Dataset excerpts on object pointing:
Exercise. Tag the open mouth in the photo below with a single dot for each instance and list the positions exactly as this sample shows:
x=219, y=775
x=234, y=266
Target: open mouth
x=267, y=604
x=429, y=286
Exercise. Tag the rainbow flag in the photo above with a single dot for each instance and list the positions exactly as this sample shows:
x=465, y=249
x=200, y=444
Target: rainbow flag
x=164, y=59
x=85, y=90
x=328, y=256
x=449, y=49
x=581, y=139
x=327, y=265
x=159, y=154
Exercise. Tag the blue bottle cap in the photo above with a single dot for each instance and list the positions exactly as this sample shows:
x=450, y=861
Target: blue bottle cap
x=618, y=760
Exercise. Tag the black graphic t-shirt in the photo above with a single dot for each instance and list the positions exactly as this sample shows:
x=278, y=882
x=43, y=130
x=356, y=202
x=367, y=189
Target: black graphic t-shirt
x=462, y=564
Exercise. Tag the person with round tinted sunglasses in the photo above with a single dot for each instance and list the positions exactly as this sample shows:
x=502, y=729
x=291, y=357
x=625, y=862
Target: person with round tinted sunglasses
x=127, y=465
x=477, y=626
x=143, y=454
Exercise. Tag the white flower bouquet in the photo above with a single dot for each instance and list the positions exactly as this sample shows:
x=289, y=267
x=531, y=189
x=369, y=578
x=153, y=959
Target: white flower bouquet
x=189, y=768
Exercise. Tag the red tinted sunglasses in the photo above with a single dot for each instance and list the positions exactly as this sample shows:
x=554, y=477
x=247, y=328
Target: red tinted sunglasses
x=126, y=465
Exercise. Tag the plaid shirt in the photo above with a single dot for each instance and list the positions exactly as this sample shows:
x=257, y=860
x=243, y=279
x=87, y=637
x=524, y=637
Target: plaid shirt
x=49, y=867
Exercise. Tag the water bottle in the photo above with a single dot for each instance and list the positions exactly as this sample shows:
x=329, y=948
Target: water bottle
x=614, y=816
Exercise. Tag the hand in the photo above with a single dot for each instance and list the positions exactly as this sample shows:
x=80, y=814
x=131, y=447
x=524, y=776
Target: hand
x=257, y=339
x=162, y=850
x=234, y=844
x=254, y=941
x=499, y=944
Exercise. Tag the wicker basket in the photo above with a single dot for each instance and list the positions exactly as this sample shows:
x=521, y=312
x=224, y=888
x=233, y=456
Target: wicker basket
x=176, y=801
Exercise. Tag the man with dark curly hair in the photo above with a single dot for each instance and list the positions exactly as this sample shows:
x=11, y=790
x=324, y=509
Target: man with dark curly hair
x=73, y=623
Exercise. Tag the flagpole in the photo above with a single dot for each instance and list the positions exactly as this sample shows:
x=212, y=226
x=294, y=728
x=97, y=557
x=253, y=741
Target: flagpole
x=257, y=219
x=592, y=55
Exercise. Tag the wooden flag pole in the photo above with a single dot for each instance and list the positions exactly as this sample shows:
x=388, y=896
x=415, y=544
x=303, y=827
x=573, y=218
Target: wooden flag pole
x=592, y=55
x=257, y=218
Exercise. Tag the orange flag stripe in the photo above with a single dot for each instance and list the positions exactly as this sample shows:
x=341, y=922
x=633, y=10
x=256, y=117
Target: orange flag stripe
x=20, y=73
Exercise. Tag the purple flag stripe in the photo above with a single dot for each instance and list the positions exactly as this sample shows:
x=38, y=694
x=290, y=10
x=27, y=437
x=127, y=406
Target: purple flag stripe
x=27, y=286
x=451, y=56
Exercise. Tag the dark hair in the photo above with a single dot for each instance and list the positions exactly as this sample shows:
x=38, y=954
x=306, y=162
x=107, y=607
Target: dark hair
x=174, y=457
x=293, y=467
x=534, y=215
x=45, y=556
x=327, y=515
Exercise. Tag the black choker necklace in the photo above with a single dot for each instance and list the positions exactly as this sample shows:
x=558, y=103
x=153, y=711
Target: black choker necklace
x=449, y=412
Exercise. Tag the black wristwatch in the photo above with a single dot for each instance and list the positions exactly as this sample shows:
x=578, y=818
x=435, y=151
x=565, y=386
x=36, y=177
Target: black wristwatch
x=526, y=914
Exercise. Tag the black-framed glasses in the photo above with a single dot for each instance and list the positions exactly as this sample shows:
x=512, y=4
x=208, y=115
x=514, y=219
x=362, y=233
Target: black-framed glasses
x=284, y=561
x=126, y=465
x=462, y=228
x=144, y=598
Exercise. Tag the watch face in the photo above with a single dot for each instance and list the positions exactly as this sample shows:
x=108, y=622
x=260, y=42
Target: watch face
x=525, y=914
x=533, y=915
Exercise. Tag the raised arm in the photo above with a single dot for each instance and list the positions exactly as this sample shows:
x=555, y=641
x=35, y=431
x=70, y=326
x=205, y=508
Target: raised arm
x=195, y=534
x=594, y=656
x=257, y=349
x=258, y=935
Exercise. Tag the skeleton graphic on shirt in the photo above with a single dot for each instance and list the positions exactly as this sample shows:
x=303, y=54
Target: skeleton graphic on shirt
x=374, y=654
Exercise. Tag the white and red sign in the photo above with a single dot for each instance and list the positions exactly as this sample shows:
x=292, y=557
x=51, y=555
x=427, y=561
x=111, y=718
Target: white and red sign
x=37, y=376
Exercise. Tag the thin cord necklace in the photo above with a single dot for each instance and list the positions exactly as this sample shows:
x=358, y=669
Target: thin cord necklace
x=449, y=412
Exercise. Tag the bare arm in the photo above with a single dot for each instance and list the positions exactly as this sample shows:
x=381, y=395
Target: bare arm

DIRECTIVE
Copy out all of the lines above, swapping "Target" for "Object" wherever it occurs and keeping every other word the same.

RESPONSE TO THIS EXERCISE
Exercise. Tag the open mouth in the photo below with a single dot for each instance and list the positions exactly as this sample shows:
x=219, y=775
x=234, y=266
Object: open mouth
x=267, y=604
x=429, y=286
Exercise. Tag the rainbow flag in the photo above with a single dot for each instance and list the positions exactly as this sample shows:
x=465, y=249
x=200, y=444
Object: rainbow flag
x=164, y=59
x=85, y=90
x=328, y=256
x=449, y=49
x=581, y=139
x=327, y=265
x=159, y=154
Exercise. Tag the blue bottle cap in the photo above with a single dot for each instance and list the positions exactly as this sample shows:
x=450, y=861
Object: blue bottle cap
x=618, y=760
Exercise. Tag the black graphic t-shirt in the photo above with a single dot for each instance and list the positions exactly as this sample shows:
x=278, y=882
x=43, y=130
x=356, y=202
x=367, y=189
Object: black graphic t-shirt
x=462, y=564
Exercise. Tag the person with round tinted sunglasses in the photo above with a single dot for each instance and list the positions exactly as this sample shows:
x=502, y=729
x=291, y=357
x=625, y=862
Object: person with round tinted sunglasses
x=127, y=465
x=477, y=626
x=143, y=454
Exercise. Tag the white flower bouquet in the photo above with a single dot for each instance and list the positions exactly as this sample shows:
x=289, y=267
x=531, y=189
x=369, y=578
x=153, y=959
Object: white flower bouquet
x=189, y=768
Exercise. Tag the red tinted sunglasses in the photo above with a single dot for each instance and list the positions exactly as this sample shows:
x=554, y=477
x=247, y=328
Object: red tinted sunglasses
x=126, y=465
Exercise. Tag the plaid shirt in the photo above with a single dot for each instance and list the positions exactly as this sample shows:
x=257, y=860
x=243, y=279
x=87, y=637
x=524, y=637
Object: plaid shirt
x=49, y=867
Exercise. Tag the water bottle in the photo above with a single dot for each instance and list the positions exactly as this sample shows:
x=329, y=948
Object: water bottle
x=614, y=816
Exercise. Tag the hand in the photo above with a single dot for each instance and list the positions exactly as this sample shows:
x=80, y=814
x=131, y=447
x=524, y=776
Object: hand
x=257, y=339
x=162, y=850
x=234, y=844
x=254, y=941
x=499, y=944
Exercise. Tag the wicker basket in the photo above with a single dot for each instance and list the positions exactly as this sample shows:
x=521, y=312
x=224, y=888
x=233, y=456
Object: wicker basket
x=176, y=801
Exercise. Tag the man with dark curly hair in the photo above with a single dot for each instance and list the positions exactly as this sample shows:
x=11, y=790
x=324, y=509
Object: man with dark curly hair
x=73, y=623
Exercise. Tag the flagpole in the photo above with a single dot for each instance and list the positions exactly as this sample shows:
x=212, y=226
x=294, y=728
x=97, y=557
x=253, y=741
Object: flagpole
x=257, y=219
x=592, y=55
Exercise. Tag the wooden flag pole in the photo above with a single dot for each instance and list the positions exactly as this sample shows:
x=388, y=896
x=415, y=544
x=303, y=827
x=573, y=218
Object: wooden flag pole
x=592, y=55
x=257, y=218
Exercise. Tag the orange flag stripe in the photo above with a single dot for each instance and list the positions exactly as this sample shows:
x=341, y=922
x=633, y=10
x=256, y=117
Object: orange flag stripe
x=20, y=73
Exercise. Tag the purple flag stripe in the photo above with a single dot for each instance and list the positions exactly as this sample shows:
x=38, y=694
x=290, y=10
x=27, y=437
x=127, y=406
Object: purple flag stripe
x=27, y=286
x=451, y=56
Exercise. Tag the dark hair in the photo above with a single dot for each instance and list the positions exactly as this sample shows:
x=38, y=954
x=306, y=162
x=107, y=607
Object: dark hair
x=174, y=457
x=293, y=467
x=534, y=215
x=45, y=556
x=327, y=515
Exercise. Tag the black choker necklace in the photo above with a single dot for each instance and list the positions exactly as this sample shows:
x=558, y=103
x=153, y=711
Object: black choker necklace
x=449, y=412
Exercise. Tag the black wristwatch in the photo above with a single dot for each instance and list the positions exactly as this sample shows:
x=578, y=818
x=435, y=151
x=565, y=386
x=36, y=177
Object: black wristwatch
x=526, y=914
Exercise. Tag the black-framed glasses in the photo above with a single dot for each instance and list the positions exactly as this sample shows:
x=512, y=4
x=208, y=115
x=514, y=219
x=362, y=233
Object: black-framed glasses
x=284, y=561
x=126, y=465
x=462, y=228
x=144, y=598
Exercise. Tag the watch face in the photo above with a single dot for each instance and list the positions exactly as this sample shows:
x=108, y=622
x=260, y=42
Object: watch face
x=525, y=914
x=533, y=915
Exercise. Tag the raised arm in the photo above with a single dot for each instance and list the positions exactly as this sample shows:
x=555, y=641
x=35, y=431
x=70, y=326
x=205, y=508
Object: raised arm
x=195, y=534
x=594, y=656
x=257, y=349
x=258, y=935
Exercise. Tag the skeleton graphic on shirt in the photo above with a single dot for each instance and list the positions exactly as this sample shows:
x=303, y=54
Object: skeleton graphic on shirt
x=374, y=654
Exercise. Tag the white and red sign in the photo above with a single dot for each instance and list the positions exactly as this sample shows:
x=292, y=557
x=51, y=555
x=427, y=561
x=111, y=718
Object: white and red sign
x=37, y=376
Exercise. Tag the thin cord necklace in the photo above with a single dot for each instance and list the positions exactly as this sample shows:
x=358, y=669
Object: thin cord necklace
x=449, y=412
Exercise. Tag the bare arm in the photo above with a single dot for each instance and list the positions exactly as this sample shows:
x=381, y=395
Object: bare arm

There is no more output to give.